- [Your goal] Quote only the lines that start at the line with "of the cloudy" and run to the end of the entries; omit the pictures.

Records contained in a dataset
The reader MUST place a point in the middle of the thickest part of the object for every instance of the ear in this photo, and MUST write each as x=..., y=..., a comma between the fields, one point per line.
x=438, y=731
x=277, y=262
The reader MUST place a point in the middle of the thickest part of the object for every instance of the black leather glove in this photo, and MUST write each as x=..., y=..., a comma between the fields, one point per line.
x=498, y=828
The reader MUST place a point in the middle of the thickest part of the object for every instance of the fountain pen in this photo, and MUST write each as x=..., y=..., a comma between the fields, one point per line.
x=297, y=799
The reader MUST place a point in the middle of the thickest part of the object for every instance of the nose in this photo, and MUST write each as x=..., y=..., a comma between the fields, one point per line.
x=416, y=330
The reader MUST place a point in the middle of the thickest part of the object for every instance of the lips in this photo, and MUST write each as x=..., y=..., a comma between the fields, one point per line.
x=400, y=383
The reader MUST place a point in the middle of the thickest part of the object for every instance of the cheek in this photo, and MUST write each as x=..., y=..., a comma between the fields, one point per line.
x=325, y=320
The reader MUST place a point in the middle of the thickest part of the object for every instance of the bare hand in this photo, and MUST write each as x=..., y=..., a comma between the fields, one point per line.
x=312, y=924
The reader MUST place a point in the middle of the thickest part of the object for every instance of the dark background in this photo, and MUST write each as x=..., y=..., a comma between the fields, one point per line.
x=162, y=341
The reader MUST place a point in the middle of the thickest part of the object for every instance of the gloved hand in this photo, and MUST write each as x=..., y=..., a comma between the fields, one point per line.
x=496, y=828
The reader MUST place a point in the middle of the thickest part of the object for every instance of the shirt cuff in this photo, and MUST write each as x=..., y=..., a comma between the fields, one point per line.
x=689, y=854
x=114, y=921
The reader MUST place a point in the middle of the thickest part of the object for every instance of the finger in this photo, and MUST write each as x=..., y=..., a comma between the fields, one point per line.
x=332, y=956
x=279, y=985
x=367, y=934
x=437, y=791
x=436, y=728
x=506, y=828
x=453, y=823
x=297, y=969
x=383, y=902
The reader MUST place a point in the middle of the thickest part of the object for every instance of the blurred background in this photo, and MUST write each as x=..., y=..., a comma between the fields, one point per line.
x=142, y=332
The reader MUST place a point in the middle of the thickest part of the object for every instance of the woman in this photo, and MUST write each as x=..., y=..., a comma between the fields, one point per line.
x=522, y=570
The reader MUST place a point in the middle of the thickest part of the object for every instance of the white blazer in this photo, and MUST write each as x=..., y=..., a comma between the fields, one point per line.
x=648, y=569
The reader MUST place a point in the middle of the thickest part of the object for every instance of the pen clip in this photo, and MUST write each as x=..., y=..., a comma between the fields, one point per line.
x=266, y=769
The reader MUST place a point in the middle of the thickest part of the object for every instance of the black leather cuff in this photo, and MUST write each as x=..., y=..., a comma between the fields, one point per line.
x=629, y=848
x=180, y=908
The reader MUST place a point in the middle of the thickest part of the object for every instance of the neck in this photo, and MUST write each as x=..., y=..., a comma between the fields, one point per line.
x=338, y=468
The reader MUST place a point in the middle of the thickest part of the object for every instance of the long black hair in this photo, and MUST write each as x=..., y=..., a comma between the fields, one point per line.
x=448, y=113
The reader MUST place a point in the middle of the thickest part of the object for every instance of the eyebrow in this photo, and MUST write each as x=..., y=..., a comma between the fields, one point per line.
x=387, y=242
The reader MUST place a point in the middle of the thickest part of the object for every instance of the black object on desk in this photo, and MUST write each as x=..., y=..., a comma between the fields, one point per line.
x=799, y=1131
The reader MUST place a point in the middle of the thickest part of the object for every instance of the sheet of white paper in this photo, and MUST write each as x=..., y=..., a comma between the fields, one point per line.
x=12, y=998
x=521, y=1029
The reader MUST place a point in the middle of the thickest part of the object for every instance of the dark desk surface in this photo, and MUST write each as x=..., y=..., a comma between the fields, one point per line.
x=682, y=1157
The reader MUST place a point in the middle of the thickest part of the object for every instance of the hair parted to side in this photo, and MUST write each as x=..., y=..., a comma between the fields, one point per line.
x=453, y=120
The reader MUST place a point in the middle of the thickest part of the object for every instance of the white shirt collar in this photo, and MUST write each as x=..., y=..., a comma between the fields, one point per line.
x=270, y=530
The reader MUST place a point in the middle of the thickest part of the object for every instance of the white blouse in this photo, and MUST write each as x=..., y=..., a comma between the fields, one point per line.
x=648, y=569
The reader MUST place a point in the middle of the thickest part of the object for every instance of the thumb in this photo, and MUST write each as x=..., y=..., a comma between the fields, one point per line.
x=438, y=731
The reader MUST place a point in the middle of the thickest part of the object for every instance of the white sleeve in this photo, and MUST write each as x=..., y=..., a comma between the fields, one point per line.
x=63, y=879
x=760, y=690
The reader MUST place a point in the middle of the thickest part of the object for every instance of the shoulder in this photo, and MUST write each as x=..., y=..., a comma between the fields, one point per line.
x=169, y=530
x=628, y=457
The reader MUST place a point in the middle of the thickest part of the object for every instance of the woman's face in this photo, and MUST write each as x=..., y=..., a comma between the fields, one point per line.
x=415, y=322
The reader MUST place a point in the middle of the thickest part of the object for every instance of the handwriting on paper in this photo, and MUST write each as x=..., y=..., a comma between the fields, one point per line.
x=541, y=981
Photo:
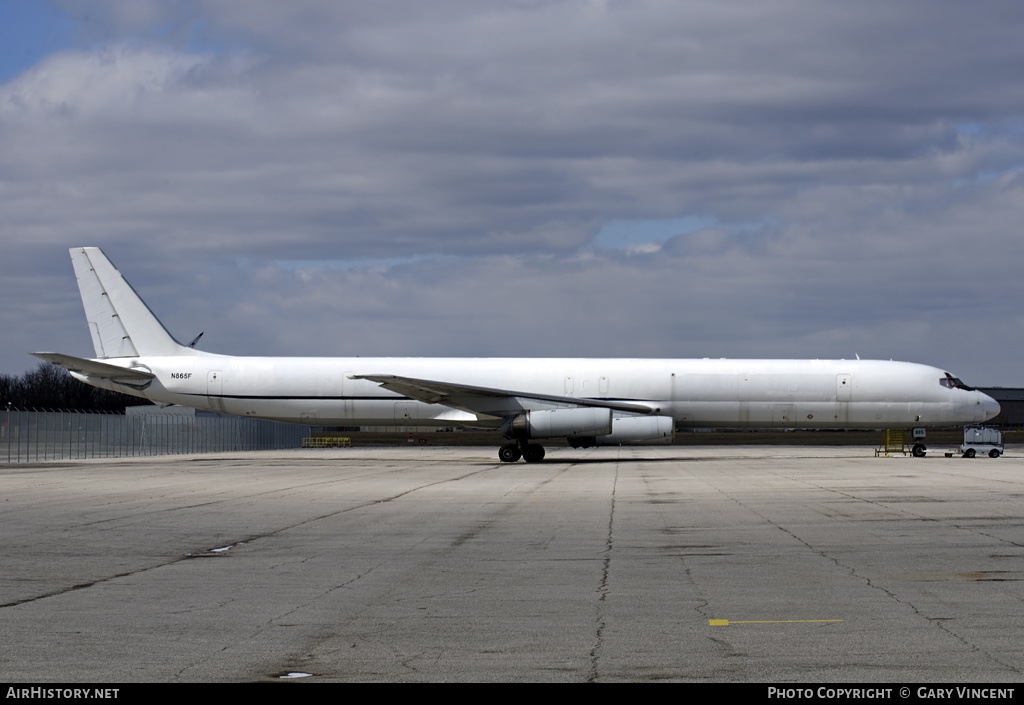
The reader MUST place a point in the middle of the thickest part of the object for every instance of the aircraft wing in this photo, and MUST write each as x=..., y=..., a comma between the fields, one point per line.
x=92, y=368
x=482, y=400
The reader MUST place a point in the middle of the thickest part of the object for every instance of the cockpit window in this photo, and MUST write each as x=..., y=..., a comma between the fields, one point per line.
x=953, y=383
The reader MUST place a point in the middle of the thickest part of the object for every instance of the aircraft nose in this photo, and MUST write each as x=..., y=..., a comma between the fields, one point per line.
x=989, y=407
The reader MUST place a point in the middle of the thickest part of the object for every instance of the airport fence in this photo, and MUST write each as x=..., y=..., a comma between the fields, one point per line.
x=39, y=436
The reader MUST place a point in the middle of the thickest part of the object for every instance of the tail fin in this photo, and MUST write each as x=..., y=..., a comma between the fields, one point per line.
x=121, y=324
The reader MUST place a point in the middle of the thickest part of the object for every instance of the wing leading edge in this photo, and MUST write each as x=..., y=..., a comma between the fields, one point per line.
x=487, y=401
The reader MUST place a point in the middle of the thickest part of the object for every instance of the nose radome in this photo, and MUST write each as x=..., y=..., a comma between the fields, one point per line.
x=990, y=407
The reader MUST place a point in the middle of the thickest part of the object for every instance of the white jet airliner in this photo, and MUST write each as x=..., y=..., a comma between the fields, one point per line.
x=590, y=402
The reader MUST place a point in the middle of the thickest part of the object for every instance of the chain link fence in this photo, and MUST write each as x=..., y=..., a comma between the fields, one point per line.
x=39, y=436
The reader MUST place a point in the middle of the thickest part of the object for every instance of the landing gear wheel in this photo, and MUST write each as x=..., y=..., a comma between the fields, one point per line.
x=509, y=453
x=534, y=453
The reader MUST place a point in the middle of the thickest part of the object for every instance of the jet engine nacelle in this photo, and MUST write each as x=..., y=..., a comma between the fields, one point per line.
x=632, y=429
x=551, y=423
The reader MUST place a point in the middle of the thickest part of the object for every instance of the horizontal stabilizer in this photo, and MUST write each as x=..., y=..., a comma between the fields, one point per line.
x=134, y=376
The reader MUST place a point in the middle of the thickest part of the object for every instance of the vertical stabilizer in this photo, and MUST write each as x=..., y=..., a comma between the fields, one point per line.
x=120, y=323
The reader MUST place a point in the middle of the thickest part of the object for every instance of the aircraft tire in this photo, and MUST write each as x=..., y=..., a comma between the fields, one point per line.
x=509, y=453
x=534, y=453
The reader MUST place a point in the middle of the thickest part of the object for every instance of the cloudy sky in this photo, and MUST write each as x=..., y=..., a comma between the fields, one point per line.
x=522, y=177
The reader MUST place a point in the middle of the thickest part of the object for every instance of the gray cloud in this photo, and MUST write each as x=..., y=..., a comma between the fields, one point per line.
x=456, y=160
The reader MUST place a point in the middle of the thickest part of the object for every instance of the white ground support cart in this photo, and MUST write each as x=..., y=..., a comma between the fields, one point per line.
x=979, y=440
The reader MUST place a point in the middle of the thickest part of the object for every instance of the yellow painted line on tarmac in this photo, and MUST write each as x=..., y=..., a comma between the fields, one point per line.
x=725, y=622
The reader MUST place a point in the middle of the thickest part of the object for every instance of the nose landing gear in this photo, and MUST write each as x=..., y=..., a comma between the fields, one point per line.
x=511, y=452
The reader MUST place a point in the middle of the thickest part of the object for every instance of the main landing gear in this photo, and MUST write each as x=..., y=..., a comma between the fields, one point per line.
x=511, y=452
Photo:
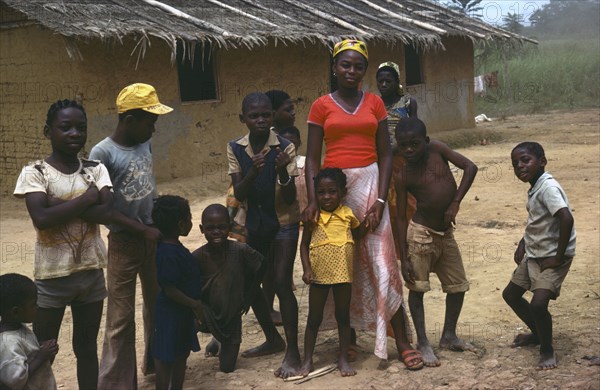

- [Output of the exercise]
The reader MUST place a point in the middle of the thickest part of the object for every instance of the cloudy sky in this photo, and MUST write each as x=..., y=..., a comma between the fields, one point per line.
x=522, y=177
The reader MUST place a point in the middle of the thickest part of the object for every instance of the gray cloud in this photo, and MUST write each as x=..., y=..., a comma between the fields, one point per line.
x=456, y=160
The reader MUST place a point in the middle of the thickest part of the object for every instance of the white ground support cart in this photo, and MUST write each as x=..., y=..., a comma between the fields, one point per line.
x=979, y=440
The reader MUST place a point in the middle of the thickest part of the object for every instance of the yellow painted line on tarmac in this photo, and MUST write each as x=..., y=..., a comma between the fields, one point per line.
x=725, y=622
The reader MUST place a point in the middle of the thickest part of the object for every instance of the nose landing gear in this photo, and MUST write each as x=..., y=..., a comma between the fields, one point per line.
x=511, y=452
The reader MUST place a point in the middle of the thickest part of the object for every instance of the main landing gear in this photo, and MUST write each as x=..., y=..., a comma between the fields, one point per line.
x=511, y=452
Photo:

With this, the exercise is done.